(Recorded data)
* * *

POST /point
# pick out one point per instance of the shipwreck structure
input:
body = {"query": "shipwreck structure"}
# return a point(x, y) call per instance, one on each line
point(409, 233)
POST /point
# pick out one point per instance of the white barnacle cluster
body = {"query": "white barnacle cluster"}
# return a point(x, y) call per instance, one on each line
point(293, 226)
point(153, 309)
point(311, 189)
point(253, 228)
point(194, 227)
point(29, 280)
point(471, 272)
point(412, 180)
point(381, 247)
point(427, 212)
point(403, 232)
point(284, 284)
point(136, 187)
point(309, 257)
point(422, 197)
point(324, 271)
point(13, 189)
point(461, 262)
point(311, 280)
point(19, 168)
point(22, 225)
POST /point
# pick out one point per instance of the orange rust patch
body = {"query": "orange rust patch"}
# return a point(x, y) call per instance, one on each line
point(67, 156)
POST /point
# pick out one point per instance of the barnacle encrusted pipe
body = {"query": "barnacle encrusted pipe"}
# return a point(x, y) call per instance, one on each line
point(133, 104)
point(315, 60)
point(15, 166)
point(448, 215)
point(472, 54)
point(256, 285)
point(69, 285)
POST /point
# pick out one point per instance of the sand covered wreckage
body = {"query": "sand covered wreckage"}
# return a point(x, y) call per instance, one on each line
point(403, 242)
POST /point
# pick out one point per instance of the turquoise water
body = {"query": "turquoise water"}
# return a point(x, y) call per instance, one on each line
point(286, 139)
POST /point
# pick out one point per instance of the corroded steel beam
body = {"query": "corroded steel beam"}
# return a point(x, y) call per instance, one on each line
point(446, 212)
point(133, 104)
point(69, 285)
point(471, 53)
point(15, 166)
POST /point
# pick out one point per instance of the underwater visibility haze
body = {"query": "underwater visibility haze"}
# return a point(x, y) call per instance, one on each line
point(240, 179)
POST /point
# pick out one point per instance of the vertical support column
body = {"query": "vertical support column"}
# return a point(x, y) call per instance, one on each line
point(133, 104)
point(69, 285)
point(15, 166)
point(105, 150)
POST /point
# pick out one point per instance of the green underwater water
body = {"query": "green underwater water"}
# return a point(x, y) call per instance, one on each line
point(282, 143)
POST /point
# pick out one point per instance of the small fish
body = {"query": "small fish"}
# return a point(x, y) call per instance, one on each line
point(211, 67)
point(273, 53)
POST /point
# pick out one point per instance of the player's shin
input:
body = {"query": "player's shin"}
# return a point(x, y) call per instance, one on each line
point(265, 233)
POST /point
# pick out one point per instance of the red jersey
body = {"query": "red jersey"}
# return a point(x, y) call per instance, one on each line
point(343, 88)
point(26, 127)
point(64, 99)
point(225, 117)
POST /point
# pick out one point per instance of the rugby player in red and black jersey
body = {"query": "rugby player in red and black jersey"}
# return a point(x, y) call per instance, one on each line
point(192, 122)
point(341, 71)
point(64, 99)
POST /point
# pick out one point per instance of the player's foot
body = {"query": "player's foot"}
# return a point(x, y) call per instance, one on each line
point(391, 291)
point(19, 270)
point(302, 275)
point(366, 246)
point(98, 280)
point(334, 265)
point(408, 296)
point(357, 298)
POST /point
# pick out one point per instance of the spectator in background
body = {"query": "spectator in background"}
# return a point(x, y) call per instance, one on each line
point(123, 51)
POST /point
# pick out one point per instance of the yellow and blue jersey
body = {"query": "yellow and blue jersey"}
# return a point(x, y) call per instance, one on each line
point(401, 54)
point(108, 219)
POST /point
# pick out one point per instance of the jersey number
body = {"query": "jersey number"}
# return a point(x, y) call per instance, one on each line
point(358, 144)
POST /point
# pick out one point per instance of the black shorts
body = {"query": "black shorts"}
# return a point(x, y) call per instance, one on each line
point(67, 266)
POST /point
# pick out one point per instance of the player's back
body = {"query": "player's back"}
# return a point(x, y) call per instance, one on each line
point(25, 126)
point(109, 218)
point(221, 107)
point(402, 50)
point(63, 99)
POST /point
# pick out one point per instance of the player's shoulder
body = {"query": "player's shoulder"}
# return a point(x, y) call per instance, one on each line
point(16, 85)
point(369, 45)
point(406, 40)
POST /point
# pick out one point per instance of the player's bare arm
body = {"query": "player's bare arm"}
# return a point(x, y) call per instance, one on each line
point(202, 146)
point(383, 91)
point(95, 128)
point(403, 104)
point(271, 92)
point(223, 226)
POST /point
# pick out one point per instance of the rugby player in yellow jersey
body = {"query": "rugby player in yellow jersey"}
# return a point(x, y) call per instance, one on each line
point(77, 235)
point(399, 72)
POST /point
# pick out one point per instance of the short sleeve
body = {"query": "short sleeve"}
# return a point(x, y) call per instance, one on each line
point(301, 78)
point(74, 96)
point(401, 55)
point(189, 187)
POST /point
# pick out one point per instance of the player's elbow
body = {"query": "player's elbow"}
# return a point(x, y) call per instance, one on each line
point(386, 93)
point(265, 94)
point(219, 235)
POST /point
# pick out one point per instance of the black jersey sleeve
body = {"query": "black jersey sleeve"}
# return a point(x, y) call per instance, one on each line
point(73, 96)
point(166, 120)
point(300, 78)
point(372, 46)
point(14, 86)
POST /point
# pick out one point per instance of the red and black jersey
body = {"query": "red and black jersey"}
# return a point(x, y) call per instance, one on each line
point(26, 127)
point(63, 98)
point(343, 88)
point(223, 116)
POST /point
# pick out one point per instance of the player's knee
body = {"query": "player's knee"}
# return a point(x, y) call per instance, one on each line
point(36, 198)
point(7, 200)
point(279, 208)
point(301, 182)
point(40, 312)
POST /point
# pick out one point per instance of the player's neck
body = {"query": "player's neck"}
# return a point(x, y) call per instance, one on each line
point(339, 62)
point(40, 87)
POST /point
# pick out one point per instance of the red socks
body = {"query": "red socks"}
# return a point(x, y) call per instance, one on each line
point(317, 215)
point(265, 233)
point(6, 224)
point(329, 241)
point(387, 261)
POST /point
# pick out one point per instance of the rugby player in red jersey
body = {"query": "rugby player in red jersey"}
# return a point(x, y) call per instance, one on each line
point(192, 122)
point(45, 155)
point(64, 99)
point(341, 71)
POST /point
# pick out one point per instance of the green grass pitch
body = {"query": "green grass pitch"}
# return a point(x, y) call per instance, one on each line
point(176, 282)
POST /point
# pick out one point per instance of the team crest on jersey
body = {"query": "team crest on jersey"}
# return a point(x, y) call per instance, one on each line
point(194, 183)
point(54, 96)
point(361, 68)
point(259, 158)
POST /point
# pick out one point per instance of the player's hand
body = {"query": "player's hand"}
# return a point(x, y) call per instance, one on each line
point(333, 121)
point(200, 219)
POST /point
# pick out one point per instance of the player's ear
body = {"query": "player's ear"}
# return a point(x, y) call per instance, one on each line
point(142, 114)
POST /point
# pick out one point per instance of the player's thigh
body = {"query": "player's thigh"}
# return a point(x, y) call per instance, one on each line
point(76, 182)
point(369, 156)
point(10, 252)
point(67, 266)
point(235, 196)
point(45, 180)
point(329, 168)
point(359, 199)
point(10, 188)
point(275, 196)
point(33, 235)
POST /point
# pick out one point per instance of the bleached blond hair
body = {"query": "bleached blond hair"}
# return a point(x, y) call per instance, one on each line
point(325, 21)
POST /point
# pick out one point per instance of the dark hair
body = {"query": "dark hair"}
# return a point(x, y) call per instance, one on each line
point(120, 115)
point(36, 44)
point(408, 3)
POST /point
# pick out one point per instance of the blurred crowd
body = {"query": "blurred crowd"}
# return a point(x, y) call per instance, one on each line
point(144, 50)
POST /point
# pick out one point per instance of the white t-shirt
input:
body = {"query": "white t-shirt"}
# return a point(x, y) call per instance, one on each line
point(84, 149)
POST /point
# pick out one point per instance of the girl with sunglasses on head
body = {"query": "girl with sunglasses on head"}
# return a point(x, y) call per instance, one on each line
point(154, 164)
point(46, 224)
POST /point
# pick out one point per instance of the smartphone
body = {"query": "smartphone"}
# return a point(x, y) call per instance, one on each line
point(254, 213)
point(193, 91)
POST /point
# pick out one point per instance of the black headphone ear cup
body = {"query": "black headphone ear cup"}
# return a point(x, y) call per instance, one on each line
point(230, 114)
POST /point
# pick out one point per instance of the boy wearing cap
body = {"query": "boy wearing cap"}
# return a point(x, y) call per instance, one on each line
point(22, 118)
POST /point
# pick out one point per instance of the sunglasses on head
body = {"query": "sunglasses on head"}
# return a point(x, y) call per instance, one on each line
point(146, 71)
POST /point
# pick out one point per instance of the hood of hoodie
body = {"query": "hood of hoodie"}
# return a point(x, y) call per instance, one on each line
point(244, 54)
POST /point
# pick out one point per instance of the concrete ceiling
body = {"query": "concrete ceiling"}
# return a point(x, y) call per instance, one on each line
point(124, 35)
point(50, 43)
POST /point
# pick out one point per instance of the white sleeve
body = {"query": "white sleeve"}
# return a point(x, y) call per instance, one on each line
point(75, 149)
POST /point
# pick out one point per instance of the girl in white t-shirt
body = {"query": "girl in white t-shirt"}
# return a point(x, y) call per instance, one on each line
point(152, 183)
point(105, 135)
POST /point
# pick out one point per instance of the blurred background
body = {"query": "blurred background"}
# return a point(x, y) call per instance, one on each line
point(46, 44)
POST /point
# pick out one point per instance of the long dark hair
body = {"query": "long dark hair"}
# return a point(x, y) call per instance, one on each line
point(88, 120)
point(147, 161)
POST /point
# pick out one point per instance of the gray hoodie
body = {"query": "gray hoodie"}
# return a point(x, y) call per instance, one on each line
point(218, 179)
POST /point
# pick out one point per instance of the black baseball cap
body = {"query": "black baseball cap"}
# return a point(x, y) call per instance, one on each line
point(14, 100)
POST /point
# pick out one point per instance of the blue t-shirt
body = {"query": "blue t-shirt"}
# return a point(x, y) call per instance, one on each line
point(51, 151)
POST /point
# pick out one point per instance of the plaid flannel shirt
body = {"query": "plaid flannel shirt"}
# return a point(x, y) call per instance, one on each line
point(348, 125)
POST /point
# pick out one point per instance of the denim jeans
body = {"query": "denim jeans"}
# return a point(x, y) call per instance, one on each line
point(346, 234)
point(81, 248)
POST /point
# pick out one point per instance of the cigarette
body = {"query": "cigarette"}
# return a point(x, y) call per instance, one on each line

* * *

# [Stated task]
Report every line in the listing above that contains the string "structure". Matching is case-sensitive.

# [Response below]
# pick out one point per instance of the shipwreck structure
body = {"query": "shipwreck structure"}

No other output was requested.